## begin Source excerpt

Dateline Sydney: One year to go
By Tim Clayton, The Sydney Morning Herald

Photo by Robert Hanashiro/USA Today

Photo by Robert Hanashiro/USA Today
There's only one thing every sports photographer in Sydney has been talking about since 1996 as we huddle in dingy corners before major sporting events..."I hope we don't screw up like Atlanta." The royal "WE" being a reference to the City most of us work full time in covering sports for papers, magazines and agencies.

It's funny how you suddenly become responsible for everything that's going on, after all, it's OUR games and we want the rest of the world to come here and say "The Sydney games were the best ever!" Although in reality, if there is a major stuff up, it won't be our fault anyway.... but if it goes great...we'll naturally take some of the credit... hey, we're

Our collective noun is "A whinge of photographers" like a "school of Whales" or a " Gaggle of Geese", get two or more of us together and we'll be having a right whinge about something within five minutes of striking up a conversation! The positions are poor, the lighting is crap, how did HE get a pass! TV think they own everything (which they just about do!), this new digital camera is too slow, it has a delay when you press the shutter, the quality's crap...etc., etc., etc. You get my drift....

## end Source excerpt
## begin Data block

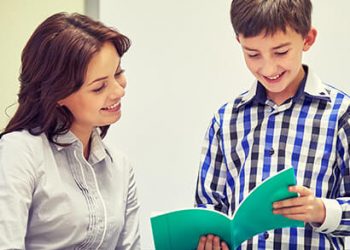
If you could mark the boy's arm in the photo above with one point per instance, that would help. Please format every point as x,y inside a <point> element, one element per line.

## end Data block

▸ Set exercise
Rewrite the stretch of the Dateline Sydney piece from "Our collective noun" through "get my drift....", changing "whinge" to "grumble".

▸ Correct response
Our collective noun is "A grumble of photographers" like a "school of Whales" or a " Gaggle of Geese", get two or more of us together and we'll be having a right grumble about something within five minutes of striking up a conversation! The positions are poor, the lighting is crap, how did HE get a pass! TV think they own everything (which they just about do!), this new digital camera is too slow, it has a delay when you press the shutter, the quality's crap...etc., etc., etc. You get my drift....